Условие задачи A
Приведите заново записи ниже от их начала до строки, содержащей «[(166, 251), (281, 260)]», включительно, вместе с запросами. Масштабируйте все координаты в ответах: умножьте их на 2,5 и округлите до целых, причем половины округляйте в большую сторону.

Нужную информацию Бурцев получал иногда от загнанных в угол лиц, пользуясь их безысходностью или продажностью. В одной из книг читаем: «Загнанный в тупик руководством партии эсеров… Рутенберг живет в Европе буквально на птичьих правах: ни своего дома, ни средств к существованию… Рутенберга разыскал эсеровский деятель Бурцев, знаменитый главным образом тем, что он был инициатором разоблачения действовавшего в партии полицейского провокатора Азефа и первым опубликовал разоблачительный материал в издаваемом им журнале „Былое“. Ознакомившись с тогда еще не оконченной рукописью воспоминаний Рутенберга, Бурцев принял ее к печати. Так у Рутенберга появились деньги…».[98] У Рутенберга не совсем чистые деньги, а у Бурцева — такого же качества слава разоблачителя.

Условие задачи B
Извлеките без изменений фрагмент текста о Бурцеве, который начинается словами «Нужную информацию Бурцев» и заканчивается словами «качества слава разоблачителя.».

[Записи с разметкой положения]
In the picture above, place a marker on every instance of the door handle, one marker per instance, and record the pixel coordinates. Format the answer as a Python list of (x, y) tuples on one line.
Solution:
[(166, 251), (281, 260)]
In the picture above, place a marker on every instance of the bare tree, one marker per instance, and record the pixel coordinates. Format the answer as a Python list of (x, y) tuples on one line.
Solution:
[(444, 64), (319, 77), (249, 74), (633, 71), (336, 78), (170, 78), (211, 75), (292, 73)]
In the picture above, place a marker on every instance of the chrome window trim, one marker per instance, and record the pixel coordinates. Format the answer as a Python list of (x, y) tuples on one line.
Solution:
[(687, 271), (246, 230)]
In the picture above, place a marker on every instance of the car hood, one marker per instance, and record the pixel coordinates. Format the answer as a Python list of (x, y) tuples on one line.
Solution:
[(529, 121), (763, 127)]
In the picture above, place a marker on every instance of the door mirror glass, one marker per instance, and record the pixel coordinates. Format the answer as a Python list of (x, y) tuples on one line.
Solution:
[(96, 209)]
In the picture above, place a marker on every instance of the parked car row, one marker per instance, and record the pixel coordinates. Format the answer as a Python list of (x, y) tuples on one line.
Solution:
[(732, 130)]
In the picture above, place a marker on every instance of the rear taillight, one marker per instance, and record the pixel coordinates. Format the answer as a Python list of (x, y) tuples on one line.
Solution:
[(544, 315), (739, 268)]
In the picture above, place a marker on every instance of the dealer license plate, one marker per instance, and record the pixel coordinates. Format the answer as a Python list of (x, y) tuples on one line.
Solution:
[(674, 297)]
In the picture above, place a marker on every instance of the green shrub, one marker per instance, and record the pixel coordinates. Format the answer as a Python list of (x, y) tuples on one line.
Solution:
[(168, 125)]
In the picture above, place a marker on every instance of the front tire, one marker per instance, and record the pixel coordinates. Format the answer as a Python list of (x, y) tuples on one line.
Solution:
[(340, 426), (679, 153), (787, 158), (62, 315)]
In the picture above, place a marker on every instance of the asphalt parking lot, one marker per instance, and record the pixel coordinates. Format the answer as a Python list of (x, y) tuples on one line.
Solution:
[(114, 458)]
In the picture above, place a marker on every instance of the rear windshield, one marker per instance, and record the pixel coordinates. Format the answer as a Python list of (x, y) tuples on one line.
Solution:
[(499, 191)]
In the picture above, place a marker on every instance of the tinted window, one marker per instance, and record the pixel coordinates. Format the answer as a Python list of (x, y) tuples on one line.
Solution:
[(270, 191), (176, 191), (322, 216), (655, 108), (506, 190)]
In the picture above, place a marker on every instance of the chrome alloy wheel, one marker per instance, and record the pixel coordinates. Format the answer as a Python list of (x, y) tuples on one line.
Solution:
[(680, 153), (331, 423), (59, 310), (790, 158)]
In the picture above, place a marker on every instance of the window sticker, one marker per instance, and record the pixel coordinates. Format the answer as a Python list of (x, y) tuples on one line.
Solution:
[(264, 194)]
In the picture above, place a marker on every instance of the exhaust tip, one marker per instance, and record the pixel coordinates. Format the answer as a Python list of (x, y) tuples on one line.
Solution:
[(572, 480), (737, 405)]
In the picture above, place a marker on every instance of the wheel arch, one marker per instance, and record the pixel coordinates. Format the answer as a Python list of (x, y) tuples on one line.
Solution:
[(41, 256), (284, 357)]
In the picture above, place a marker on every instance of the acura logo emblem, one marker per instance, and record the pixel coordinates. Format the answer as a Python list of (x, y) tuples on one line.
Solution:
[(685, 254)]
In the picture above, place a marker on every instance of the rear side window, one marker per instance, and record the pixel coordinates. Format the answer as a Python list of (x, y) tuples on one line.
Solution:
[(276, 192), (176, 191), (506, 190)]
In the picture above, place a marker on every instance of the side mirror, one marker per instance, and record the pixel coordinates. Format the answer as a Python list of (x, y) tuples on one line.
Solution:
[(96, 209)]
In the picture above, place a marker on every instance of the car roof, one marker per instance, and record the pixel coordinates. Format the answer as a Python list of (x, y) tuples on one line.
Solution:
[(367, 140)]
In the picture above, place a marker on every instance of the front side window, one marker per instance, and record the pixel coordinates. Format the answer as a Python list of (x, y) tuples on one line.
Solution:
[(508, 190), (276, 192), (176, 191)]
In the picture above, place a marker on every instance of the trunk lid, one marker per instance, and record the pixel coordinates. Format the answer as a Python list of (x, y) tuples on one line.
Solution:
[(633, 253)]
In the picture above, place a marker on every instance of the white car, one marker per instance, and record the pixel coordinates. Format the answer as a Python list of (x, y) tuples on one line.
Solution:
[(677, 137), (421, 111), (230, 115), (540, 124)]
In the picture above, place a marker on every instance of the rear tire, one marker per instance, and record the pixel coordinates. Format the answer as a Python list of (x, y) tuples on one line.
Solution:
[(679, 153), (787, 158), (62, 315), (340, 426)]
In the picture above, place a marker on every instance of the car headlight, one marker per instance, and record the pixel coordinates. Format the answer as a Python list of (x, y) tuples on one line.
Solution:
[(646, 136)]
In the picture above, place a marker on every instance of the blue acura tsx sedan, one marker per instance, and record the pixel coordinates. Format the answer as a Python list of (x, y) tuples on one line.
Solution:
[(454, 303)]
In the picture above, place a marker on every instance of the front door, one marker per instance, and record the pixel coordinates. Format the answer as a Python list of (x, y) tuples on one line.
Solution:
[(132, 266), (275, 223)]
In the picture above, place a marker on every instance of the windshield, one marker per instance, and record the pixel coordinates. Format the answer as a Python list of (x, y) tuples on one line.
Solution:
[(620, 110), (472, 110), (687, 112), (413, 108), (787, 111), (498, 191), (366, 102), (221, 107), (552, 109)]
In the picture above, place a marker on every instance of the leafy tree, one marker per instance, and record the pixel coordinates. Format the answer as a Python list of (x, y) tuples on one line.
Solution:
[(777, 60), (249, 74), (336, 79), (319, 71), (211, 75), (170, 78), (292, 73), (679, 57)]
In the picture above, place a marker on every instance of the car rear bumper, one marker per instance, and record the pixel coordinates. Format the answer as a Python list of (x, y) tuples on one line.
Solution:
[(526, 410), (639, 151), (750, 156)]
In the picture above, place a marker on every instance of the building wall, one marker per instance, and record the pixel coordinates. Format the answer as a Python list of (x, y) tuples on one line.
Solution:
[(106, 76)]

Письменное решение A
In the picture above, place a marker on every instance of the door handle, one marker per instance, and record the pixel coordinates. Format the answer as a Python list of (x, y) tuples on one line.
Solution:
[(415, 628), (703, 650)]

Письменное решение B
Нужную информацию Бурцев получал иногда от загнанных в угол лиц, пользуясь их безысходностью или продажностью. В одной из книг читаем: «Загнанный в тупик руководством партии эсеров… Рутенберг живет в Европе буквально на птичьих правах: ни своего дома, ни средств к существованию… Рутенберга разыскал эсеровский деятель Бурцев, знаменитый главным образом тем, что он был инициатором разоблачения действовавшего в партии полицейского провокатора Азефа и первым опубликовал разоблачительный материал в издаваемом им журнале „Былое“. Ознакомившись с тогда еще не оконченной рукописью воспоминаний Рутенберга, Бурцев принял ее к печати. Так у Рутенберга появились деньги…».[98] У Рутенберга не совсем чистые деньги, а у Бурцева — такого же качества слава разоблачителя.